◆ **Items**:
%%

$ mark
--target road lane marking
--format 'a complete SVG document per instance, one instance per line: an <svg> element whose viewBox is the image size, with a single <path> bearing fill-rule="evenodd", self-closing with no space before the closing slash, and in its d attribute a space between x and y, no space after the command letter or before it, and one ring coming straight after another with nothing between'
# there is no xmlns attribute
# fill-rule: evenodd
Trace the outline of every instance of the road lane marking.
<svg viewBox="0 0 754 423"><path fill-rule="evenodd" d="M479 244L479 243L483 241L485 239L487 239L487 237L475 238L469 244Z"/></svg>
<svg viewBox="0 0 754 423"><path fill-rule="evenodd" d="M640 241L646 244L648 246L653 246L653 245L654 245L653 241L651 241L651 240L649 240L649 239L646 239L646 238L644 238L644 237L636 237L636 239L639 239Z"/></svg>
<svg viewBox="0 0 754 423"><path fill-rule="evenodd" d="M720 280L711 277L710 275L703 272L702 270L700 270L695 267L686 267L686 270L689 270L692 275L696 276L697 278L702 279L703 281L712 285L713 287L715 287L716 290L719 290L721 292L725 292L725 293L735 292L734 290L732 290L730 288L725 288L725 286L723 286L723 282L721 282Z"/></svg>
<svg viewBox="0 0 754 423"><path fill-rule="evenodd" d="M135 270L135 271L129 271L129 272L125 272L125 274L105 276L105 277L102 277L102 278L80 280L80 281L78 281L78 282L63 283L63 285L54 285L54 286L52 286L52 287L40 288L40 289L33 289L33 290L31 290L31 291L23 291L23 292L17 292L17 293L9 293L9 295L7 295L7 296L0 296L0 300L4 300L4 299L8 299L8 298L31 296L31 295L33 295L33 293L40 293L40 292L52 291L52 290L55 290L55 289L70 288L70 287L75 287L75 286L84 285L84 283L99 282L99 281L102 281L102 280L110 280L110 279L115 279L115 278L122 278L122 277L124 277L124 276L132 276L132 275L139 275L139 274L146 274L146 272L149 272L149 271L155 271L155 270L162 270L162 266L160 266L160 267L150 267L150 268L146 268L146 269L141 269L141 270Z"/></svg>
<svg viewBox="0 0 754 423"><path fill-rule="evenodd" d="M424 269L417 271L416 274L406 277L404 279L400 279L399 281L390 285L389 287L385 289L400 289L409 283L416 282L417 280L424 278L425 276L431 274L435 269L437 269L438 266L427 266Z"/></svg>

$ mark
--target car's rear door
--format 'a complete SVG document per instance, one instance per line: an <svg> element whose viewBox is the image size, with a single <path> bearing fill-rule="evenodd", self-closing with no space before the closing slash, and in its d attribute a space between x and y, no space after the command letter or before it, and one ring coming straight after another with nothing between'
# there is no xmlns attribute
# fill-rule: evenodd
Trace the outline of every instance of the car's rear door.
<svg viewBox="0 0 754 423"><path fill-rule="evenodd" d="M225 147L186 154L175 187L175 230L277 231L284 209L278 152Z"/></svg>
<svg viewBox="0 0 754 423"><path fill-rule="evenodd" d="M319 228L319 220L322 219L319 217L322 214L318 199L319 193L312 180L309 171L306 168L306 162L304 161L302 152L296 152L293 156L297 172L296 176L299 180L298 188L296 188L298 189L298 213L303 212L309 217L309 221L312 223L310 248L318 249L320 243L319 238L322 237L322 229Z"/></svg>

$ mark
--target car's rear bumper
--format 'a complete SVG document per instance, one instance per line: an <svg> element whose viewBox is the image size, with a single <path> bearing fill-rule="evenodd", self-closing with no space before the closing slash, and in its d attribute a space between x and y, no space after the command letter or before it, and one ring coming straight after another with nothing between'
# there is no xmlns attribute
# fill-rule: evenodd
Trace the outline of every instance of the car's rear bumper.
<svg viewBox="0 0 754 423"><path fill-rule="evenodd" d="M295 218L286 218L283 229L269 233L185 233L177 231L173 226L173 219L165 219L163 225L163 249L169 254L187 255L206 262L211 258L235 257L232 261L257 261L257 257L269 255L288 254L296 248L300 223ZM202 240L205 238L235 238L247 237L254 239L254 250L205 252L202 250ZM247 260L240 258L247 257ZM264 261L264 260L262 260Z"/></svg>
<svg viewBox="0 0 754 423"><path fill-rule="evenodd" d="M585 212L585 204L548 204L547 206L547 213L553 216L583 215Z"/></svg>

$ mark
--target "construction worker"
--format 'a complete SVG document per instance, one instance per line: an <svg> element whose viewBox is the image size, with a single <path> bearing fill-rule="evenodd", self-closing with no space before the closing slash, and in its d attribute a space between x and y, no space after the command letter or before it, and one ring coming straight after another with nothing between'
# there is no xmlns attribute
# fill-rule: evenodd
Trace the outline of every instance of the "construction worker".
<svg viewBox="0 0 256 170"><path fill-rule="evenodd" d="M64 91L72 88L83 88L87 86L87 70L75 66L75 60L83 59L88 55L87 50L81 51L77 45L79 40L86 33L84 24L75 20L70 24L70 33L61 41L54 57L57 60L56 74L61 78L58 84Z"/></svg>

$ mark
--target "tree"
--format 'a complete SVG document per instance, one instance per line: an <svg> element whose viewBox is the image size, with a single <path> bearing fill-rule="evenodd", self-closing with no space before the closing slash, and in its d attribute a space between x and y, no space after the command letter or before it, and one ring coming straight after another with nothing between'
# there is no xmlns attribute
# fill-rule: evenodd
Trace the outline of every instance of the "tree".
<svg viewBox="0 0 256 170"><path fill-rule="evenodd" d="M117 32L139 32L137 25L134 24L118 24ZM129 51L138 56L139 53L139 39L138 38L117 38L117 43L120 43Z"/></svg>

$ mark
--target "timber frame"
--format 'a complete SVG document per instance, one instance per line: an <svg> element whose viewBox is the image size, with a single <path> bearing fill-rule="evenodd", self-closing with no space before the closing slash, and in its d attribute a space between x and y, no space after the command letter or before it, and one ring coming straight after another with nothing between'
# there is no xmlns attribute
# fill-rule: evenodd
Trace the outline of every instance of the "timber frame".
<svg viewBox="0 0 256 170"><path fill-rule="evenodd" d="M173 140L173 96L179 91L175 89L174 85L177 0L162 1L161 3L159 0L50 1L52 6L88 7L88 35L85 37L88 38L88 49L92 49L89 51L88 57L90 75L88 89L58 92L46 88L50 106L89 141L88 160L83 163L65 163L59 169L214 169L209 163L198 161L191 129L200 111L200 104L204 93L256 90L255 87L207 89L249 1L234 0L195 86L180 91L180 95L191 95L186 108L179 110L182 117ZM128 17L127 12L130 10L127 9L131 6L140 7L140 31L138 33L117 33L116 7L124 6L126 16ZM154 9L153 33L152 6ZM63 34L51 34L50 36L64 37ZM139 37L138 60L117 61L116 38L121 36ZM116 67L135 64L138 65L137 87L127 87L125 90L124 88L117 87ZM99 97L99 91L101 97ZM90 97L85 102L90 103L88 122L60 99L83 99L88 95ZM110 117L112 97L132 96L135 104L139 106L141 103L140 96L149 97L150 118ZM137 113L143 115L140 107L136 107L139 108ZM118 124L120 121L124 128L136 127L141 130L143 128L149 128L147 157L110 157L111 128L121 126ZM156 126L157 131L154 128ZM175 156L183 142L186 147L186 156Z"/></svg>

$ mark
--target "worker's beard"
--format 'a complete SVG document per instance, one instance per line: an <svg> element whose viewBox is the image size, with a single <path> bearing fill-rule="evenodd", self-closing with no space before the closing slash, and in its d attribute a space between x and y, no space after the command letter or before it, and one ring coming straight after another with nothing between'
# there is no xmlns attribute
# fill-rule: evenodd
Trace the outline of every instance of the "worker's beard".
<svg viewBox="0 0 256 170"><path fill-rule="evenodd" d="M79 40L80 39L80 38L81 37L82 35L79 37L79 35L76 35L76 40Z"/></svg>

%%

◆ **Your objective**:
Please list every line in these lines that contains the word "road".

◆ **Written response**:
--target road lane marking
Trace the outline of every instance of the road lane marking.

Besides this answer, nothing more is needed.